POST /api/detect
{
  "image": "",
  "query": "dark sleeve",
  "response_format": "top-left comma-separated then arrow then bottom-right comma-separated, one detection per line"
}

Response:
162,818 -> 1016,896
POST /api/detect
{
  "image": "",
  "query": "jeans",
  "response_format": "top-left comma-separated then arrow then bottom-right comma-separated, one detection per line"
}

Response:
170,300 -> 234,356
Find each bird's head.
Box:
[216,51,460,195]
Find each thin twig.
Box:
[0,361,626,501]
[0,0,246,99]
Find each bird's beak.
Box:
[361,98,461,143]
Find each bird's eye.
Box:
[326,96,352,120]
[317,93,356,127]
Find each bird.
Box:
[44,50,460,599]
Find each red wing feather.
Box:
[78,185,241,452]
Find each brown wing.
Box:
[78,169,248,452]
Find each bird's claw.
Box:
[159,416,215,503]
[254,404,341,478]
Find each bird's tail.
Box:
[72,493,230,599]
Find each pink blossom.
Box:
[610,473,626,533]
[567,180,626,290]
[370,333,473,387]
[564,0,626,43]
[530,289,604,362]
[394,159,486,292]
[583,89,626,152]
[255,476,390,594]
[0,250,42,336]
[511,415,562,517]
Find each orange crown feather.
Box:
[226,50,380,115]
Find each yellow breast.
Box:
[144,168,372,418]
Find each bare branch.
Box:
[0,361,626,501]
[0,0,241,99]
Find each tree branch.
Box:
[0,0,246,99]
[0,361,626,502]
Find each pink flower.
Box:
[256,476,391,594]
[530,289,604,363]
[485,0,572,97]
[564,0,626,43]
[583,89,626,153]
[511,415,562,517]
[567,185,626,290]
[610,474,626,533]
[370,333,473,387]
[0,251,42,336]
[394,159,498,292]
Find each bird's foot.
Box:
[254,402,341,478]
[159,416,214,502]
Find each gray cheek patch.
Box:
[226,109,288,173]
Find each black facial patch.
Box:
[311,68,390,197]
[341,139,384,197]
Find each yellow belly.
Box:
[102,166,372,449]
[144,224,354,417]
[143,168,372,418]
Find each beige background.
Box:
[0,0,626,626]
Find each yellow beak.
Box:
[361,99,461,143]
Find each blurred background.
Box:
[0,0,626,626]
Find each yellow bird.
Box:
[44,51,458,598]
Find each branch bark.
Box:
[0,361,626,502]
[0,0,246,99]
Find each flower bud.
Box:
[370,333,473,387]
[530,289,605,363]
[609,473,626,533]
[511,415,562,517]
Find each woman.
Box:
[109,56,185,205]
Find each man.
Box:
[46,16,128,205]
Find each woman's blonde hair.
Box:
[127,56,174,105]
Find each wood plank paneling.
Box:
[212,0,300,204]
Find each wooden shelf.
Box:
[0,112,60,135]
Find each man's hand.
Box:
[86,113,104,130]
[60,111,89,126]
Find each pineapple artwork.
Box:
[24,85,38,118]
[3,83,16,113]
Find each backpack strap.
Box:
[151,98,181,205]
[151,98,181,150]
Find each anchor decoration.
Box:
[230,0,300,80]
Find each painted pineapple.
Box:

_WHAT THIS TASK INVOLVES_.
Swap "Find each" for "Locate every" everywhere in the rows above and give them all again, with every other character unchanged.

_FINISHED EXERCISE_.
POST /api/detect
{
  "image": "",
  "query": "dark sleeve",
  "response_format": "top-left comma-separated then arrow then bottom-right comma-separated, one detection per line"
}

Response:
162,818 -> 1016,896
POST /api/detect
{
  "image": "",
  "query": "jeans",
  "response_format": "top-left comma-separated then arrow then bottom-right comma-separated, one detection per line"
}

Response:
170,300 -> 234,356
Locate every bird's head.
Box:
[216,51,460,195]
Locate every thin twig.
Box:
[0,361,626,501]
[0,0,246,99]
Locate every bird's beak.
Box:
[361,98,461,143]
Locate every bird's eye.
Box:
[326,96,352,120]
[317,93,356,127]
Locate every bird.
Box:
[44,50,460,599]
Locate every red wing feather.
Box:
[78,185,241,452]
Locate every brown wing.
Box:
[78,169,248,452]
Locate every bird's claw.
Box:
[159,416,215,503]
[254,404,341,478]
Locate every bird's tail.
Box:
[72,493,230,599]
Locate every pink blossom.
Box:
[610,473,626,533]
[567,180,626,290]
[370,333,473,387]
[564,0,626,43]
[530,289,604,362]
[394,159,486,292]
[583,89,626,152]
[255,476,390,594]
[0,250,42,336]
[511,415,562,517]
Locate every orange crown feather.
Box:
[226,50,380,115]
Locate every yellow breast.
Box:
[144,168,372,418]
Locate every bare branch.
Box:
[0,361,626,501]
[0,0,241,99]
Locate every tree branch.
Box:
[0,0,246,99]
[0,361,626,502]
Locate every pink flower.
Box:
[256,476,391,594]
[530,289,604,363]
[485,0,572,97]
[564,0,626,43]
[583,89,626,153]
[511,415,562,517]
[567,185,626,290]
[610,474,626,533]
[370,333,473,387]
[0,251,42,336]
[394,159,498,292]
Locate every bird's foot.
Box:
[254,402,341,478]
[159,416,214,502]
Locate every gray cheek patch.
Box:
[226,109,288,173]
Locate every black facial patch.
Box:
[311,68,390,197]
[341,139,384,197]
Locate every yellow belly.
Box:
[102,166,372,449]
[144,224,354,417]
[143,168,372,418]
Locate every beige background.
Box:
[0,0,626,626]
Locate every yellow beak.
Box:
[361,99,461,143]
Locate every blurred background.
Box:
[0,0,626,626]
Locate every yellow bird.
Box:
[44,51,458,598]
Locate every branch bark.
Box:
[0,361,626,502]
[0,0,246,99]
Locate every flower bud.
Box:
[370,333,473,387]
[530,289,605,363]
[609,473,626,533]
[511,415,562,517]
Locate every woman.
Box:
[109,56,185,205]
Locate every man.
Box:
[46,16,128,205]
Locate every woman's blonde hair.
Box:
[127,56,174,105]
Locate every wood plank paneling.
Box:
[212,0,300,204]
Locate every wooden shelf.
Box:
[0,112,60,135]
Locate every man's hand.
Box:
[86,113,104,130]
[60,111,89,126]
Locate every pineapple artwork.
Box:
[24,85,38,118]
[3,83,16,113]
Locate every backpack strap.
Box:
[151,98,181,205]
[151,98,181,150]
Locate every anchor decoration.
Box:
[230,0,300,80]
Locate every painted pineapple.
Box:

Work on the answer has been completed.